*Selected text*:
------------
CONFLICT IN ASIA: The Roots of War Between India and Pakistan

by | Jun 28, 2025 | Global Nuclear Realities, Understanding the Risks | 0 comments

One of the deadliest nuclear rivalries in the world receives the least attention. For seven decades, India and Pakistan have fought bitter wars over unresolved issues from the past. Each country has a growing arsenal of nuclear weapons. Both display extreme hostility toward the other.

The issue is more than a border dispute. Their mutual animosity is a toxic combination of clashing religious and ethnic identities, lasting colonial legacies, and deep-rooted mistrust. The situation has reached a boiling point, but effectively addressing the future means first understanding the past.
------------
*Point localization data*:

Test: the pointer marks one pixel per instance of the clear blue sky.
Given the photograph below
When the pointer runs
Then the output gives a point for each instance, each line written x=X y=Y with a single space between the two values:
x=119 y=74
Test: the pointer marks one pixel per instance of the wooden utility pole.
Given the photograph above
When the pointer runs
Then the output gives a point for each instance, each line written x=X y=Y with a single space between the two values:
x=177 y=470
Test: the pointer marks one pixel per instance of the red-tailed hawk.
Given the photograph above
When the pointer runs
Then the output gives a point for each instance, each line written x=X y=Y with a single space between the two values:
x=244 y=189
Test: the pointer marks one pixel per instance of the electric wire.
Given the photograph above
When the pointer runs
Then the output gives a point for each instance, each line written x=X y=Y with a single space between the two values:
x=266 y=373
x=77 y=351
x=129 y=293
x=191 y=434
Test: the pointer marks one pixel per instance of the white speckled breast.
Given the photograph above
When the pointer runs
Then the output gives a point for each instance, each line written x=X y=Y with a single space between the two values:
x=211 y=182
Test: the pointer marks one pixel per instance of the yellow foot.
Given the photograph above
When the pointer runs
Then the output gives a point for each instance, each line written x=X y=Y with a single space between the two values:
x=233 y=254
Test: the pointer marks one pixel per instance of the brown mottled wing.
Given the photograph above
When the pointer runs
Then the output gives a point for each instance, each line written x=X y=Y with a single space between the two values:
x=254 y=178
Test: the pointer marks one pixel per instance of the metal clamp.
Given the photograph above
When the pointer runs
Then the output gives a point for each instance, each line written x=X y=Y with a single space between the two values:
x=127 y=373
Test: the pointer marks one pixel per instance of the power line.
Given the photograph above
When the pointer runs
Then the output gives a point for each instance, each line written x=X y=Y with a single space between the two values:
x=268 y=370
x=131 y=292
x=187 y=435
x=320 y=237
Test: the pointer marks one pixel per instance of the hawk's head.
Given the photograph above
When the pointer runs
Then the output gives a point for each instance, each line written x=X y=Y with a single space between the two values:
------------
*Work instruction 1*: In the India–Pakistan article, copy everything from "One of the deadliest" down to "toward the other.", substituting "seventy years" for "seven decades".
*Work instruction 2*: Condense the paragraph of the India–Pakistan article that opens with "The issue is more than a border dispute" into a shorter version that keeps its main facts.

*Task result 1*:
One of the deadliest nuclear rivalries in the world receives the least attention. For seventy years, India and Pakistan have fought bitter wars over unresolved issues from the past. Each country has a growing arsenal of nuclear weapons. Both display extreme hostility toward the other.

*Task result 2*: The conflict goes beyond a border dispute. Its hostility comes from clashing religious and ethnic identities, colonial legacies, and deep mistrust. With tensions at a boiling point, dealing with the future requires understanding the past.